*WORKING DATA*.
*****

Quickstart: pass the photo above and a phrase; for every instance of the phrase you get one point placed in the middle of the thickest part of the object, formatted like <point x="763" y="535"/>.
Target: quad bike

*****

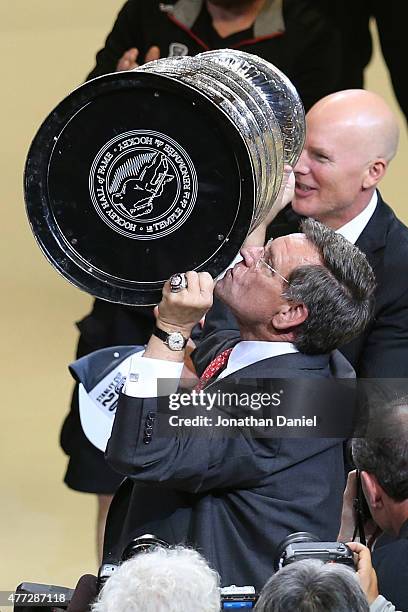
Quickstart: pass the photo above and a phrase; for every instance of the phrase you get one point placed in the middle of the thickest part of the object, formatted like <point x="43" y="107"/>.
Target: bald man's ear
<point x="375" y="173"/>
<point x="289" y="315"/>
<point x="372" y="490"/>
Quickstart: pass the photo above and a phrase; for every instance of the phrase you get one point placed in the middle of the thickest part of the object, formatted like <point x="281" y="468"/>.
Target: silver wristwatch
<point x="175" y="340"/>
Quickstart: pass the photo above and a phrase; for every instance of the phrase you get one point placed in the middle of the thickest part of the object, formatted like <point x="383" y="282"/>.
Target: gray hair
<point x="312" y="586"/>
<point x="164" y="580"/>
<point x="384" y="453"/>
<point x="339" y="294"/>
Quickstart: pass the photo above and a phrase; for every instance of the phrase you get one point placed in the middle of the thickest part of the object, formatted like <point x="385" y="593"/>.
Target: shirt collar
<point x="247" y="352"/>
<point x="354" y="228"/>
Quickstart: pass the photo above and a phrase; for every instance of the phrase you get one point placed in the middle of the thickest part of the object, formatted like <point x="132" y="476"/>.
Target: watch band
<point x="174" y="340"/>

*****

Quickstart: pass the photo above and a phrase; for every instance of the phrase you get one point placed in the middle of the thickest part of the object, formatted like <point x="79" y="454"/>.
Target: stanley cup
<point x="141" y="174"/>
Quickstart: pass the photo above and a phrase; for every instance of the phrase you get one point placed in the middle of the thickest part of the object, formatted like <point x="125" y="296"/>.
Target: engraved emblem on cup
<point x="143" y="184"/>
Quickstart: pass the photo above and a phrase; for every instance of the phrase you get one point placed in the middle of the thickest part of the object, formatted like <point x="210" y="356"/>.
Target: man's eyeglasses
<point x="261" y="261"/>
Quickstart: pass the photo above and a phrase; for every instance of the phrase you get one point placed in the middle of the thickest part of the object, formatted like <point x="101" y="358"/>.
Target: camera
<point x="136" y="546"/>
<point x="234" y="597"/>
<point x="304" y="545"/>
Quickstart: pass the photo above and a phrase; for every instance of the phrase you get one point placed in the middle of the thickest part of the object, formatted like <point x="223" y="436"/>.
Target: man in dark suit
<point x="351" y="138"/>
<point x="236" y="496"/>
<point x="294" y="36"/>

*****

*GIVEN REQUEST*.
Return every line in the records above that contains the word "Target", keeping the lines in the order they appear.

*WRITTEN REPLY*.
Target: quad bike
Target: bald man's ear
Target: silver wristwatch
Target: gray hair
Target: shirt collar
Target: watch band
Target: stanley cup
Target: engraved emblem on cup
Target: man's eyeglasses
Target: camera
Target: man in dark suit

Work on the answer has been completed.